● **What is being asked**: Pick out every line in the rows below that contains the string "Query", and copy each of those lines in full.

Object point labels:
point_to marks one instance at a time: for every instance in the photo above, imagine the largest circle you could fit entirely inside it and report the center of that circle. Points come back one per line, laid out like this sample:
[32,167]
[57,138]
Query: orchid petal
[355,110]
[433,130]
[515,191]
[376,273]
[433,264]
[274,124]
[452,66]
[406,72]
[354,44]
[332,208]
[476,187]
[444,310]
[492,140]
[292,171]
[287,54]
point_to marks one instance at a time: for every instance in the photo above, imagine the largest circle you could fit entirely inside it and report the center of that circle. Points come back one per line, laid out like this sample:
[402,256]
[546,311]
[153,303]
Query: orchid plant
---
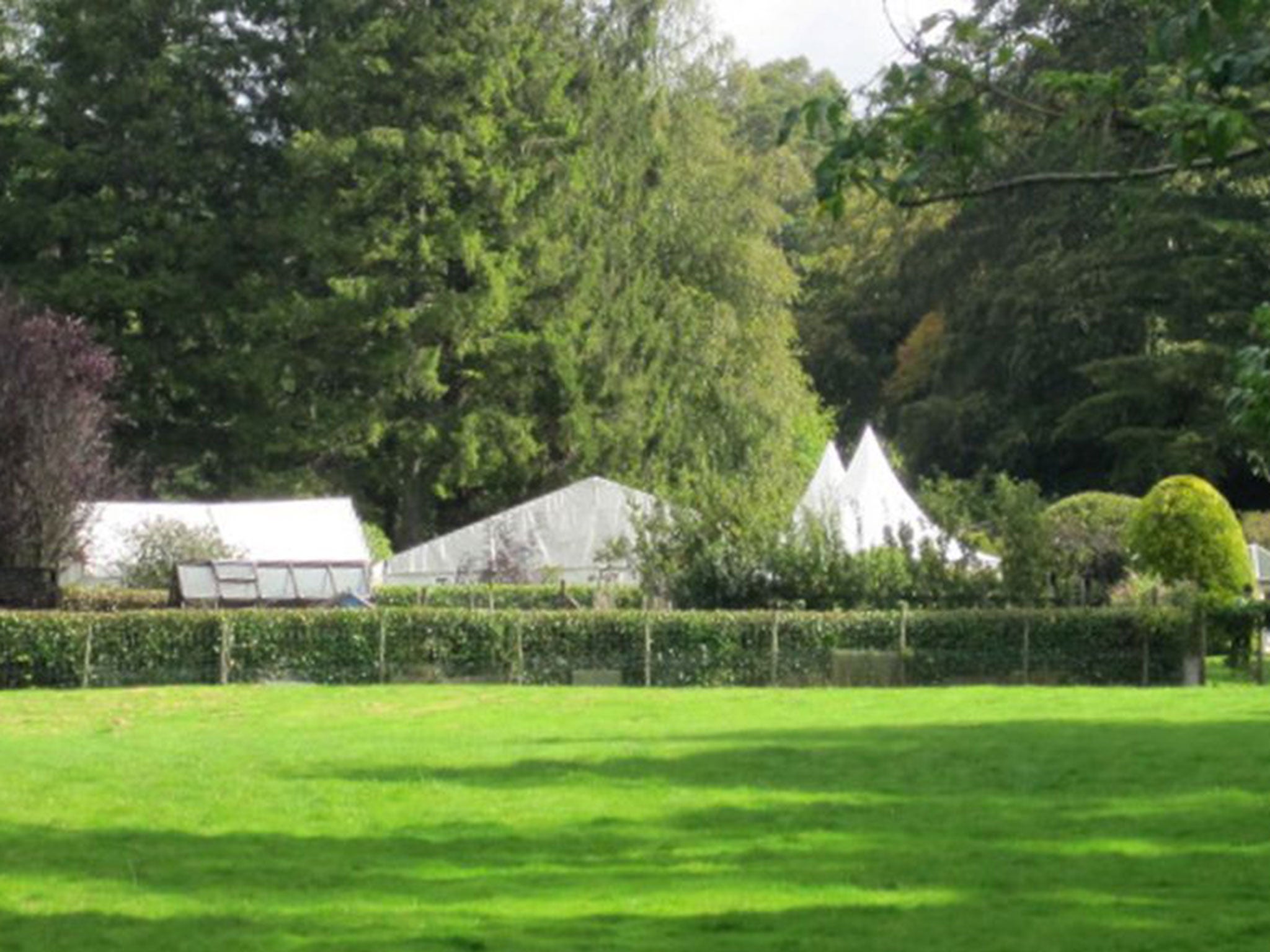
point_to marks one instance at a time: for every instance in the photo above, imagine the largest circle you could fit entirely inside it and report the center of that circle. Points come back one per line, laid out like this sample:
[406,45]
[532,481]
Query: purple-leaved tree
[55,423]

● **Answer in full**:
Query: orchid petal
Query: orchid plant
Query: purple-leaved tree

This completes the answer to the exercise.